DOCUMENT TEXT:
•••
We suspect that auditory nuclei in the brainstem, which sort signals from noise, recognize patterns of neural discharge that are unique to acoustic stimulation. The output from even a small region of normal hearing may engage these nuclei in a way that electrically evoked patterns cannot, thereby allowing more of the signal to reach higher levels of auditory processing. Thus the combination of electric and acoustic stimuli can have a synergistic effect on speech understanding, especially in noisy environments.

Combined EAS has produced some remarkable results for patients with residual hearing in the low frequencies, and patients with residual hearing up to 1,000 hertz may one day become candidates for the procedure. The popularity of this approach as a treatment for severe, but not total, hearing loss will depend on how reliably the remaining hearing can be preserved. Such preservation might be improved with shorter electrode insertions or with pre–treatment of the cochlea with certain drugs. However, shorter arrays also reduce the performance of electric stimulation—leaving the patient with few options if the remaining hearing is lost. These trade–offs—electrode insertion depth versus preservation of unaided hearing, combined EAS performance versus the performance of electric stimulation alone—remain to be fully explored.
•••
RECORDED INFORMATION:
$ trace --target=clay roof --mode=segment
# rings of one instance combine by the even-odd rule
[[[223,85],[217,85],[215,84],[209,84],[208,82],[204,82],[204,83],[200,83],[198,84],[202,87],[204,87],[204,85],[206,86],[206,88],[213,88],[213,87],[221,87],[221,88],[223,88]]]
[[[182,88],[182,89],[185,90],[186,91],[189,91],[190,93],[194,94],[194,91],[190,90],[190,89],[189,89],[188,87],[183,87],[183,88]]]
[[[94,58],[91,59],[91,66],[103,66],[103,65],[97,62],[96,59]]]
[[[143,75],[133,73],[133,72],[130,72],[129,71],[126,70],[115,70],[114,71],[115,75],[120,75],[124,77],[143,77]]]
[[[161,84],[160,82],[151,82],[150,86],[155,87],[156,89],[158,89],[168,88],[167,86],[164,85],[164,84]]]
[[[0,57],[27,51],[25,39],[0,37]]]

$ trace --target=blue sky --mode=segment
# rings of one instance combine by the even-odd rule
•••
HOW TO COMPLETE THIS TASK:
From the text above on combined electric and acoustic stimulation, reproduce word for word the part that opens with the words containing "Combined EAS has" and closes with "be fully explored.".

RESULT FOR THIS EXERCISE:
Combined EAS has produced some remarkable results for patients with residual hearing in the low frequencies, and patients with residual hearing up to 1,000 hertz may one day become candidates for the procedure. The popularity of this approach as a treatment for severe, but not total, hearing loss will depend on how reliably the remaining hearing can be preserved. Such preservation might be improved with shorter electrode insertions or with pre–treatment of the cochlea with certain drugs. However, shorter arrays also reduce the performance of electric stimulation—leaving the patient with few options if the remaining hearing is lost. These trade–offs—electrode insertion depth versus preservation of unaided hearing, combined EAS performance versus the performance of electric stimulation alone—remain to be fully explored.